Work to be completed: Among the lines of data below, reproduce only those from the one with "</instance>" through the one with "rough mask: <svg", exactly as they stand, both ends included.

--- Extracted records Enclosed Below ---

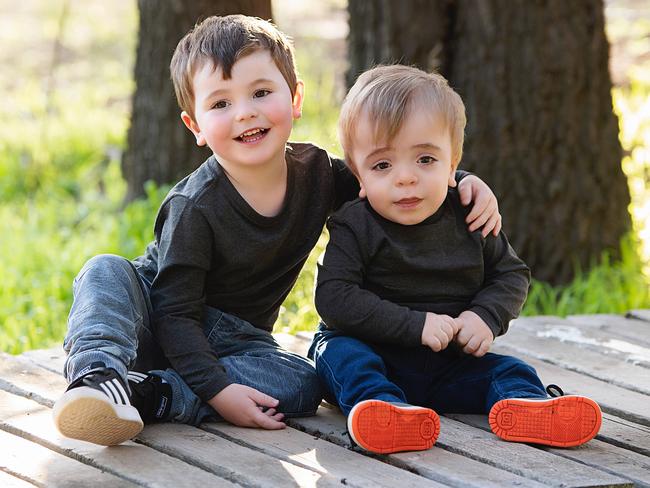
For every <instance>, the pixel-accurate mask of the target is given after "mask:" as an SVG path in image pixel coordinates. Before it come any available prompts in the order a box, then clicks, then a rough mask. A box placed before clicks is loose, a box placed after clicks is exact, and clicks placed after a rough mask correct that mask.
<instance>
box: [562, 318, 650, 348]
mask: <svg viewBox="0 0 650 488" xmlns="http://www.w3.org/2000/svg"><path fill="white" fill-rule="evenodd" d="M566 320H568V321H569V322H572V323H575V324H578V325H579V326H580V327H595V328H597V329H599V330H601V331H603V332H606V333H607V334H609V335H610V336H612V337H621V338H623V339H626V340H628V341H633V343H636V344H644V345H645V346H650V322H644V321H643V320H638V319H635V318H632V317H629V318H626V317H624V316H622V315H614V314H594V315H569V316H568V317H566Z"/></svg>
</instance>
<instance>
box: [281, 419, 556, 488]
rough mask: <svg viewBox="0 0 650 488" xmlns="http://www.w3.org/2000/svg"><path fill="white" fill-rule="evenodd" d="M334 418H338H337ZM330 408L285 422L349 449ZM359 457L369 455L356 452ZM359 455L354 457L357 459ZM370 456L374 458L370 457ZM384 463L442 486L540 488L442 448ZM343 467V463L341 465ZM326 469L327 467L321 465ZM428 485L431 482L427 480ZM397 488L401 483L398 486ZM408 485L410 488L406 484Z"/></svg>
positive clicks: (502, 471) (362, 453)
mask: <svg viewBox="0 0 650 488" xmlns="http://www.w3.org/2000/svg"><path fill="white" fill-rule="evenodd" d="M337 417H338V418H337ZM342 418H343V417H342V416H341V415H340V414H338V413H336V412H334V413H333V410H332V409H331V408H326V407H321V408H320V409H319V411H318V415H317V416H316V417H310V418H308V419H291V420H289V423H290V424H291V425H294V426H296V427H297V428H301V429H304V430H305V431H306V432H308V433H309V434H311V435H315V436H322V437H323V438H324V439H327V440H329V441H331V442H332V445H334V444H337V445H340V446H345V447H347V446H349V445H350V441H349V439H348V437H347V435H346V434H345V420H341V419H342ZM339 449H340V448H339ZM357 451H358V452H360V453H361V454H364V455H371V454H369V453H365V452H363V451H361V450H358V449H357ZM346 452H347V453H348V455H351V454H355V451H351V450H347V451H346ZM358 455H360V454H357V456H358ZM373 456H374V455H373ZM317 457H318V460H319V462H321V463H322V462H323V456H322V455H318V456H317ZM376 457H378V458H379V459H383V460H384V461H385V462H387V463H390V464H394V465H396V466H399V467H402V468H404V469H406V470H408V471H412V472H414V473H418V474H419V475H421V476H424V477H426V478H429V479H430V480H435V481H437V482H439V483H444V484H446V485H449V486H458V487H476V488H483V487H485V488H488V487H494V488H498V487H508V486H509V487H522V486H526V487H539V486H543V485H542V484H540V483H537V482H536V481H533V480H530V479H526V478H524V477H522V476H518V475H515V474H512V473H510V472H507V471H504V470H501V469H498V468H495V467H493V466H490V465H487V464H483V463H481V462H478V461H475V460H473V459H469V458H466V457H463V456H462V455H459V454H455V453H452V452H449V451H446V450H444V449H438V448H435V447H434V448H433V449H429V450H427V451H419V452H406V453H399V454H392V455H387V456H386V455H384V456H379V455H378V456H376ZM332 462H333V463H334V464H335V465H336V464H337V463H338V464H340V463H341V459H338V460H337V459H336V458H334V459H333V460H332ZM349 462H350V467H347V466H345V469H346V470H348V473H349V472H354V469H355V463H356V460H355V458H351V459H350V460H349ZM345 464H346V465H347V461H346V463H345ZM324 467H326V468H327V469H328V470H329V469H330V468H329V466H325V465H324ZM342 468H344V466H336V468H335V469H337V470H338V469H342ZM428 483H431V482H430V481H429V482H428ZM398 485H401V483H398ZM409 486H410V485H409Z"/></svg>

--- End of Enclosed Extracted records ---

Exercise output:
</instance>
<instance>
box: [281, 419, 556, 488]
rough mask: <svg viewBox="0 0 650 488" xmlns="http://www.w3.org/2000/svg"><path fill="white" fill-rule="evenodd" d="M334 418H338H337ZM330 408L285 422L349 449ZM359 457L369 455L356 452ZM359 455L354 457L357 459ZM370 456L374 458L370 457ZM384 463L442 486L540 488L442 448ZM343 467V463L341 465ZM326 469L327 467L321 465ZM428 485L431 482L427 480ZM397 488L401 483L398 486ZM408 485L410 488L406 484Z"/></svg>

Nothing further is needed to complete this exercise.